* [Material provided]:

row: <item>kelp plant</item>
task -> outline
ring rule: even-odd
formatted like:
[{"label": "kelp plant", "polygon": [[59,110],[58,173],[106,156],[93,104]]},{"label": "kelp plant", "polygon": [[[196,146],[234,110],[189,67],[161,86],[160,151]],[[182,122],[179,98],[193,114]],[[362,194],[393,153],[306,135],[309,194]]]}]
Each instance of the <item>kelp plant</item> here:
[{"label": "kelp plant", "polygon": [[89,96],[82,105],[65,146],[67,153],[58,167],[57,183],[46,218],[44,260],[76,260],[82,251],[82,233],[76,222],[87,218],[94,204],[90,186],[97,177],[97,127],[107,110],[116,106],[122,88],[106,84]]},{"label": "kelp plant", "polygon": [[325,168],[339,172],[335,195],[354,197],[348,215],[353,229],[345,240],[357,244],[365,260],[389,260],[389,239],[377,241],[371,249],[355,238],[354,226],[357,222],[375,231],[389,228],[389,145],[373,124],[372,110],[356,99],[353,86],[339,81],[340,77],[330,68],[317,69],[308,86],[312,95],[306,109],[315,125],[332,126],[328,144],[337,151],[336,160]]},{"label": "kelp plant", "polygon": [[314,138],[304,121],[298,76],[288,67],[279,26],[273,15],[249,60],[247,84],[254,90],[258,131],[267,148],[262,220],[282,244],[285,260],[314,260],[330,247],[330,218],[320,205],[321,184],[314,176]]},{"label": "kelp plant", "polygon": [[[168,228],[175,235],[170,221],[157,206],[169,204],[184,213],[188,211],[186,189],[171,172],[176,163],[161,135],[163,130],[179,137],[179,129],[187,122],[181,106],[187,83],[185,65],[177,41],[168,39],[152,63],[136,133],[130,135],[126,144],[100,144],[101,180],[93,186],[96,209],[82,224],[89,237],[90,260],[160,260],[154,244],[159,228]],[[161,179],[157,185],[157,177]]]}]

* [Job]:
Return every line of the records above, unchanged and in the same order.

* [Answer to the problem]:
row: <item>kelp plant</item>
task -> outline
ring rule: even-odd
formatted like:
[{"label": "kelp plant", "polygon": [[59,110],[58,173],[106,156],[93,104]]},{"label": "kelp plant", "polygon": [[[196,146],[234,110],[189,67],[161,86],[160,151]],[[182,122],[179,98],[193,114]],[[362,194],[393,153],[306,135],[309,194]]]}]
Each instance of the <item>kelp plant</item> here:
[{"label": "kelp plant", "polygon": [[89,96],[82,105],[65,146],[67,153],[58,167],[57,183],[46,218],[44,260],[76,260],[82,251],[82,233],[76,222],[87,218],[94,204],[90,186],[97,177],[97,127],[107,110],[116,106],[122,88],[106,84]]},{"label": "kelp plant", "polygon": [[325,168],[339,172],[335,195],[354,197],[348,215],[353,229],[345,240],[357,244],[365,260],[389,260],[389,239],[377,241],[371,249],[355,238],[354,226],[357,222],[375,231],[389,228],[389,145],[373,124],[372,110],[356,99],[353,86],[339,81],[340,77],[330,68],[317,69],[308,86],[312,95],[306,109],[315,125],[332,126],[328,144],[337,151],[336,160]]},{"label": "kelp plant", "polygon": [[314,138],[304,121],[298,76],[288,67],[279,26],[273,15],[249,60],[247,84],[254,90],[258,131],[267,148],[262,220],[282,244],[285,260],[314,260],[330,247],[330,218],[320,205],[321,184],[314,176]]},{"label": "kelp plant", "polygon": [[[168,228],[175,235],[170,221],[157,206],[169,204],[184,213],[188,211],[186,189],[171,172],[176,163],[161,135],[163,130],[179,137],[179,129],[187,122],[181,106],[187,83],[185,65],[177,41],[168,39],[152,63],[136,133],[130,135],[126,144],[100,144],[101,180],[93,186],[96,209],[82,224],[89,237],[90,260],[160,260],[154,244],[159,228]],[[161,179],[157,185],[157,177]]]}]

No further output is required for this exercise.